Metin Bölümü -
§

3-Prime Esas Kazancın Tespiti Davası: Sigorta primlerinin gerçek ücretinden düşük bir ücret üzerinden yahut prime esas kazanca dahil olması gereken ödemelerin dahil edilmeden hesaplanarak yatırıldığını düşünen işçiler prime esas kazancın tespiti davası açarak gerçek prim miktarını tespit ettirebilir.

4-İş Kazasının Tespiti Davası: Kimi durumlarda işverenler iş kazasını bildirim yükümlülüğüne uymamaktadır. Bu durumlarda yahut SGK’ya bildirimde bulunulmasına rağmen SGK’nın iş kazası tespiti yapmadığı durumlarda işçiler iş kazasının tespiti davası açabilir. İş kazasının ölümlü olması durumunda mirasçılar da iş kazasının tespiti davası açabilir.

5-Meslek Hastalığının Tespiti Davası: İşçinin yürüttüğü işten kaynaklı olarak bir hastalığa maruz kalması durumunda gerek buna bağlı sosyal güvenlik haklarından yararlanmak gerekse işverene karşı tazminat davası açabilmesi için hastalığın bir meslek hastalığı olduğunun tespitinin yapılması gerekir. Sosyal Güvenlik Kurumu tarafından meslek hastalığı tespiti yapılmaması halinde işçi mahkemeye başvurarak bu tespiti talep edebilir.

§

Dış hat kayıtları -
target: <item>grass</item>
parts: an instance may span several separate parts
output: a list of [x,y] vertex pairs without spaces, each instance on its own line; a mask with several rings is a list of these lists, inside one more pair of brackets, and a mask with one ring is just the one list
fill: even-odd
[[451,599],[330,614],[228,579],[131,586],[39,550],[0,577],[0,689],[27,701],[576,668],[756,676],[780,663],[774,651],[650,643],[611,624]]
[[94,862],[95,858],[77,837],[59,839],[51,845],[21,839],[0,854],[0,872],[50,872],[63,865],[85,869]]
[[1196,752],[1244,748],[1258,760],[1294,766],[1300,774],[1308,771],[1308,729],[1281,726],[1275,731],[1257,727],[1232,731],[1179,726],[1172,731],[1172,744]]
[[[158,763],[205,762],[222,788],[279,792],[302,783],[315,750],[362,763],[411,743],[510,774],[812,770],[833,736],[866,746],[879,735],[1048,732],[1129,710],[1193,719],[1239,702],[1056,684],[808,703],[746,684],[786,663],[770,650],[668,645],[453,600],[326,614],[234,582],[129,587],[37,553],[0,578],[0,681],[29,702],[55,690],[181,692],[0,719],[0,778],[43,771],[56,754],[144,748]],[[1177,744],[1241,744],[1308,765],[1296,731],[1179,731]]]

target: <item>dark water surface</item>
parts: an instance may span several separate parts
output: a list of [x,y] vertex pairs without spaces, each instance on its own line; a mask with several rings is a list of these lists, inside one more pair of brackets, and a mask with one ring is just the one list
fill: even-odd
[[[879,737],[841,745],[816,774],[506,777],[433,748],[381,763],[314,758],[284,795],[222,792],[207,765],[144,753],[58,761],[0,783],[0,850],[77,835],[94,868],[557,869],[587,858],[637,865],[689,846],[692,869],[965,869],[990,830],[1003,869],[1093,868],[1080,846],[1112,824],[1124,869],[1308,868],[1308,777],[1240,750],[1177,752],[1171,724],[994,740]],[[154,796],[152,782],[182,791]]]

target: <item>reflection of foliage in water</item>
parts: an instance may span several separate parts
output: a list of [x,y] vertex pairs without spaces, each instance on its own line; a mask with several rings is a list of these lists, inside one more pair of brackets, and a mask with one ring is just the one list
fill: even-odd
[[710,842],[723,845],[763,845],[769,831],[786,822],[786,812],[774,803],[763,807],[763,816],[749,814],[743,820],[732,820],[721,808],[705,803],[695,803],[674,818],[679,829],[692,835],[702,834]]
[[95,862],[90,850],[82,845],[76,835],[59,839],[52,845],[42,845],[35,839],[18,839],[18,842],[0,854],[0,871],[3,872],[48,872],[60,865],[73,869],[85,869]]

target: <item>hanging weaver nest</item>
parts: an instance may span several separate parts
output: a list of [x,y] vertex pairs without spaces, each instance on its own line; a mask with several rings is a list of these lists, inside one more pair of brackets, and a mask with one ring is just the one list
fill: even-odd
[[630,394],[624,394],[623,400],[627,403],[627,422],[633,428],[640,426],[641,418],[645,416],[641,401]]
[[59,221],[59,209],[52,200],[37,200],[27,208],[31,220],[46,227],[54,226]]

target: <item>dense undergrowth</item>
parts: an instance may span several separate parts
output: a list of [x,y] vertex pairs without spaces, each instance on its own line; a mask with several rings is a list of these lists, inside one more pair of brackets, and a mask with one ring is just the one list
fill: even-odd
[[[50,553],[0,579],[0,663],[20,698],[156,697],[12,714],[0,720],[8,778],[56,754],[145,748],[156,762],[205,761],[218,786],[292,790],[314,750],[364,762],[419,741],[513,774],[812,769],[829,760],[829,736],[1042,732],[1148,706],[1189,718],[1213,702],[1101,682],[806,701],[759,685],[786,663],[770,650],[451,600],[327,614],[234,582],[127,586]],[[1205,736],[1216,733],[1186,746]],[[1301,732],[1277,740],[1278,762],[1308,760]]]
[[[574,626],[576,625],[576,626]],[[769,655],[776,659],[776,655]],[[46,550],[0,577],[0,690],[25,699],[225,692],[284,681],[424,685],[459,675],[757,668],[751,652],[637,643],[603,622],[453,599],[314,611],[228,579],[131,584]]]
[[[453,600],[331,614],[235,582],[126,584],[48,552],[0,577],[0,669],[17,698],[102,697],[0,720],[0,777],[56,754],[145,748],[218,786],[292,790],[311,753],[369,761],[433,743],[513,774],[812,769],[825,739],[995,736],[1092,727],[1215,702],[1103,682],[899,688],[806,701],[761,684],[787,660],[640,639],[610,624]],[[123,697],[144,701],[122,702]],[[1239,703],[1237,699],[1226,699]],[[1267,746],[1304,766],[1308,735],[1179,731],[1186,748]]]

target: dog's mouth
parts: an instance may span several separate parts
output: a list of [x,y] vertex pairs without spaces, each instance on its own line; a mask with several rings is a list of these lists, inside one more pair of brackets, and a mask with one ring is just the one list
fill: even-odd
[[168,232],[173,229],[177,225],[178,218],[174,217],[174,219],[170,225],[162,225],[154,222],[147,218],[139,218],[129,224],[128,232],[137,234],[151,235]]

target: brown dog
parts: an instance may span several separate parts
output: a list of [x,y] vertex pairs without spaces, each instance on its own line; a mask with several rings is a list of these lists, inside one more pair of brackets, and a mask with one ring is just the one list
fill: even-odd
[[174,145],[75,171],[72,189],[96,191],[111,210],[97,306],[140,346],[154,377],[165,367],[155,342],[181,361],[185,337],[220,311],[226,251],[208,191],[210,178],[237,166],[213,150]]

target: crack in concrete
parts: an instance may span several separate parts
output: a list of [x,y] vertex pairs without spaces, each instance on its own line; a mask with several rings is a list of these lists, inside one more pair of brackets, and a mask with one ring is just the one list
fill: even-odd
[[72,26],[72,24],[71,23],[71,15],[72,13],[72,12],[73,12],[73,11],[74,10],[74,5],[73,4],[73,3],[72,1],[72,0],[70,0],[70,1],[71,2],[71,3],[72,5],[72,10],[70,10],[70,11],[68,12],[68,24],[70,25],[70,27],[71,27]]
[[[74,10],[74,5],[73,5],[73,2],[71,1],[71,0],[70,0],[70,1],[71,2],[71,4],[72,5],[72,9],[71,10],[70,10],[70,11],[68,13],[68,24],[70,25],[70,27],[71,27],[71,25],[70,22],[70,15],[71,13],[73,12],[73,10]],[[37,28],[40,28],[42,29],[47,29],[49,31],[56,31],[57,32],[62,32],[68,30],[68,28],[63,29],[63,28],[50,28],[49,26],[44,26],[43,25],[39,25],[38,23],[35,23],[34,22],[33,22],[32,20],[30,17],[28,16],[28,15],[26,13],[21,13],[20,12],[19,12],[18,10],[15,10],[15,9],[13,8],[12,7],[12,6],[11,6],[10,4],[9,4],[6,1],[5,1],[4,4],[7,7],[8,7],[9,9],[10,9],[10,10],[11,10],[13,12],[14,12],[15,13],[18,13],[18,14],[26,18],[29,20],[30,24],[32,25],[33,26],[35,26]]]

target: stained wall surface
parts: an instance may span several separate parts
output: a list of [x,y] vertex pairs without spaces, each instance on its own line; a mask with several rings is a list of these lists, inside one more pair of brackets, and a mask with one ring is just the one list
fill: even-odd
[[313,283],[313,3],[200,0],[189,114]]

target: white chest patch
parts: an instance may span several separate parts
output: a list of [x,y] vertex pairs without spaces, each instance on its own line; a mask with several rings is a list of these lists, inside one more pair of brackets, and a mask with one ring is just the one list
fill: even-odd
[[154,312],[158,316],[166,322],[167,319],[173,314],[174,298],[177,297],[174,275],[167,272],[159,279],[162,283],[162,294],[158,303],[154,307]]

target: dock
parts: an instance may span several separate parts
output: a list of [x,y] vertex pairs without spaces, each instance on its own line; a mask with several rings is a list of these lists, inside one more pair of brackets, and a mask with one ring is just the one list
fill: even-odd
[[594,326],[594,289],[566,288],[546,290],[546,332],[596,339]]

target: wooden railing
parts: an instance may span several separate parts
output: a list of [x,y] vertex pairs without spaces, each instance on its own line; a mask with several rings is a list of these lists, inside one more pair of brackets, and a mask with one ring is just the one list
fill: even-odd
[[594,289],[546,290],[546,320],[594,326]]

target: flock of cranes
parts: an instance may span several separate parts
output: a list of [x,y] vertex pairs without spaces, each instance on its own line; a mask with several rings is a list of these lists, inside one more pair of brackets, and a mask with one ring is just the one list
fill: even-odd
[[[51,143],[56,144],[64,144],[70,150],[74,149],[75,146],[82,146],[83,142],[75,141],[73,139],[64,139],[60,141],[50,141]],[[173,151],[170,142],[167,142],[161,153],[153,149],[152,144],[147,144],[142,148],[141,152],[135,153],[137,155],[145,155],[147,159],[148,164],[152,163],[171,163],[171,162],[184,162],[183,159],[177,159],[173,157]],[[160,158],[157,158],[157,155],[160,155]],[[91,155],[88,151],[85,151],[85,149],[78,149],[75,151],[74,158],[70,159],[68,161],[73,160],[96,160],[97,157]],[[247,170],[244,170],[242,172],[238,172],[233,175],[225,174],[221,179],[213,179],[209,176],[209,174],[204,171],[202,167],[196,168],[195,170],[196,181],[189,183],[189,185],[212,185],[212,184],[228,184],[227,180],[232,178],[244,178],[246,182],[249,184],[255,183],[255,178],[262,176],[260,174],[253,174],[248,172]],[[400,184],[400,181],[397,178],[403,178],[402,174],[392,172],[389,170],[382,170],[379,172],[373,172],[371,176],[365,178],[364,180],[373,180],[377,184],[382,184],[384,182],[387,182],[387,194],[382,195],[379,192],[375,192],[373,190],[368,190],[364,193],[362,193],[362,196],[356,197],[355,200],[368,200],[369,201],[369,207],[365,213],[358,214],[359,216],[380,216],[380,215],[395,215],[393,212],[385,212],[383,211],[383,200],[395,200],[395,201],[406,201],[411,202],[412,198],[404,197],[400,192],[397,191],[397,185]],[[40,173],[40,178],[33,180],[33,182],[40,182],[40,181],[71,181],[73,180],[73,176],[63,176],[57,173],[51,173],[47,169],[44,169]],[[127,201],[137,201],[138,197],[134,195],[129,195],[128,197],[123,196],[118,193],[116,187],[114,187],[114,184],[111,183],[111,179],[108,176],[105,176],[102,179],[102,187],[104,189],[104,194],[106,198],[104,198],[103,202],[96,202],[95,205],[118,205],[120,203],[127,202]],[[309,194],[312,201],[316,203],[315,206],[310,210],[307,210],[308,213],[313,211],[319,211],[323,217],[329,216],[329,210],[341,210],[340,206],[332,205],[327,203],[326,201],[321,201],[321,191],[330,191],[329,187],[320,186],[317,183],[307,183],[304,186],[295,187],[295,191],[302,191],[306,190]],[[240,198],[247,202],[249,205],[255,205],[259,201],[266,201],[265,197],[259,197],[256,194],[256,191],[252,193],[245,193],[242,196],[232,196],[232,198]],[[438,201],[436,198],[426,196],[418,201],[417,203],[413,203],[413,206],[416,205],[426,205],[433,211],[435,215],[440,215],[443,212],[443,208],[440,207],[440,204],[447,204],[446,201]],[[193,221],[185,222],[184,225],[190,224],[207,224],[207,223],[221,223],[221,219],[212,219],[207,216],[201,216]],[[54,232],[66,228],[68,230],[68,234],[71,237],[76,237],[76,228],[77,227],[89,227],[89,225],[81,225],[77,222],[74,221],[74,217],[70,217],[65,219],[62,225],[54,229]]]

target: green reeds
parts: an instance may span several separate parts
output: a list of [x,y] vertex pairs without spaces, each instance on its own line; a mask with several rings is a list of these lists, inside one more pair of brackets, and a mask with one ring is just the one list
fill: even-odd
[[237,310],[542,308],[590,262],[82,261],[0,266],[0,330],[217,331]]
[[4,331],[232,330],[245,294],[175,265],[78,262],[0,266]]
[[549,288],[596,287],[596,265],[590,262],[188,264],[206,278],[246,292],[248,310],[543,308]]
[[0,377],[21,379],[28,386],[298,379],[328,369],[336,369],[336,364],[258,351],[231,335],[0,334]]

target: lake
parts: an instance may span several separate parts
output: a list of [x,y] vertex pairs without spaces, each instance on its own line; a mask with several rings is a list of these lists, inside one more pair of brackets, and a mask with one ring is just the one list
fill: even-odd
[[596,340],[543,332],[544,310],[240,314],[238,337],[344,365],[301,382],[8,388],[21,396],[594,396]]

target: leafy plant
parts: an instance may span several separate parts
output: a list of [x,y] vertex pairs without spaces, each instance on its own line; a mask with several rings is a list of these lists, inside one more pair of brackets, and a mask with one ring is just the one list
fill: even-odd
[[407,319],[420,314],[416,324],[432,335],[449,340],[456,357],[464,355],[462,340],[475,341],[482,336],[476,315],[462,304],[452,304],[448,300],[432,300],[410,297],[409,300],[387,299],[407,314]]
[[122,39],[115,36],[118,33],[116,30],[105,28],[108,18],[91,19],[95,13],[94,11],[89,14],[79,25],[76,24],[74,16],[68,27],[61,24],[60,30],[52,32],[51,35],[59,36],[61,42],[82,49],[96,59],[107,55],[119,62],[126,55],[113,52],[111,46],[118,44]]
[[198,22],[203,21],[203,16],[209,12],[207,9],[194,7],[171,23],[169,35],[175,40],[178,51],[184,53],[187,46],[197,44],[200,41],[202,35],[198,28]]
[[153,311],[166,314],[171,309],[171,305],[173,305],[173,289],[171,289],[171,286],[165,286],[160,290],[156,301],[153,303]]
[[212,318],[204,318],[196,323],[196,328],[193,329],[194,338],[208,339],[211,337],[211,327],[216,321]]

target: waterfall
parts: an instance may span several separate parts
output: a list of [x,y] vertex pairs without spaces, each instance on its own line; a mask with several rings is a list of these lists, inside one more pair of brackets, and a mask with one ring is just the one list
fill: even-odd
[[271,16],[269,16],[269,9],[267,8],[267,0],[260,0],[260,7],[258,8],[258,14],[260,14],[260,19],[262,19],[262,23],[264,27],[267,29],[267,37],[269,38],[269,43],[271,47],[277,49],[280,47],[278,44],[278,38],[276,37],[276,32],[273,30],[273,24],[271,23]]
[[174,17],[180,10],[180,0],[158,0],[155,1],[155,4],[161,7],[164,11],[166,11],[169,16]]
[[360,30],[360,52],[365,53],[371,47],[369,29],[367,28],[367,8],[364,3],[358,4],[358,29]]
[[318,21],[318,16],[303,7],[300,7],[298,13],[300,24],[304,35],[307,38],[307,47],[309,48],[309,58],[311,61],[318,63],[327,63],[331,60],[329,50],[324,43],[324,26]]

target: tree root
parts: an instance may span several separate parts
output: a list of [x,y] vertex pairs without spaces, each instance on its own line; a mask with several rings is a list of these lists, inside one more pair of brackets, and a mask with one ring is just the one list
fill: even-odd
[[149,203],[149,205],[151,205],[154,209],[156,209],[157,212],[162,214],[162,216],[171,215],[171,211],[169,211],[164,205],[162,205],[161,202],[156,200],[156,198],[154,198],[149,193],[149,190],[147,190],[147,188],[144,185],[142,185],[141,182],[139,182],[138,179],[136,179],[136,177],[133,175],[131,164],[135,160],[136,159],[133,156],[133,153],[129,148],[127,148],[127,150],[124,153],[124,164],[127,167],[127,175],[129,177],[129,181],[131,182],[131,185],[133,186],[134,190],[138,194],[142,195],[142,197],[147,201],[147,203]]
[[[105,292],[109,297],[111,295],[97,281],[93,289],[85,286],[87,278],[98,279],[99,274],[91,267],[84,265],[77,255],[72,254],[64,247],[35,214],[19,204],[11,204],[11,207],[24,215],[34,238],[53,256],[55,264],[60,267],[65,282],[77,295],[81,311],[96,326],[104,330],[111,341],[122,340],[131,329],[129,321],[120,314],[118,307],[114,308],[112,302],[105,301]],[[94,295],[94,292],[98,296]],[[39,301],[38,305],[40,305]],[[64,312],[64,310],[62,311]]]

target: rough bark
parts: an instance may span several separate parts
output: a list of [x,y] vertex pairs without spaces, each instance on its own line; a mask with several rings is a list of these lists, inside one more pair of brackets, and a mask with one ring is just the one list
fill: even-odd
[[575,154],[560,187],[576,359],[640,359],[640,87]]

§

Görev 1 -
İşçi davalarına ilişkin metne göre, iş kazası ölümle sonuçlanırsa iş kazasının tespiti davasını başka kimler açabilir?
Görev 2 -
İşçi davalarına ilişkin metni son cümlesinden sonra devam ettirin.

Alıştırma Yanıtı 1 -
Mirasçılar da iş kazasının tespiti davasını açabilir.

Alıştırma Yanıtı 2 -
İş ve Sosyal Güvenlik Hukuku Davaları Nerede Açılır?

İş ve sosyal güvenlik hukukuna ilişkin davalar iş mahkemelerinde açılmalıdır.

İş Kazası Nedir?

5510 Sayılı Sosyal Sigortalar Ve Genel Sağlık Sigortası Kanunu’nda iş kazası, sigortalının işyerinde bulunduğu sırada, işveren tarafından yürütülmekte olan iş nedeniyle (sigortalı kendi adına ve hesabına bağımsız çalışıyorsa yürütmekte olduğu iş nedeniyle),bir işverene bağlı olarak çalışan sigortalının, görevli olarak işyeri dışında başka bir yere gönderilmesi nedeniyle asıl işini yapmaksızın geçen zamanlarda, 5510 Sayılı Kanun m.4/1-a bendi kapsamındaki emziren kadın sigortalının, iş mevzuatı gereğince çocuğuna süt vermek için ayrılan zamanlarda ve yine sigortalının işverence sağlanan bir taşıtla işin yapıldığı yere gidiş gelişi sırasında, meydana gelen sigortalıyı hemen veya sonradan bedenen ya da ruhen engelli hâle getiren olay olarak tanımlanmıştır.

Meslek Hastalığı Nedir?

5510 Sayılı Sosyal Sigortalar Ve Genel Sağlık Sigortası Kanunu’nda meslek hastalığı; sigortalının çalıştığı veya yaptığı işin niteliğinden dolayı tekrarlanan bir sebeple veya işin yürütüm şartları yüzünden uğradığı geçici veya sürekli hastalık, bedensel veya ruhsal engellilik halleri olarak tanımlanmıştır.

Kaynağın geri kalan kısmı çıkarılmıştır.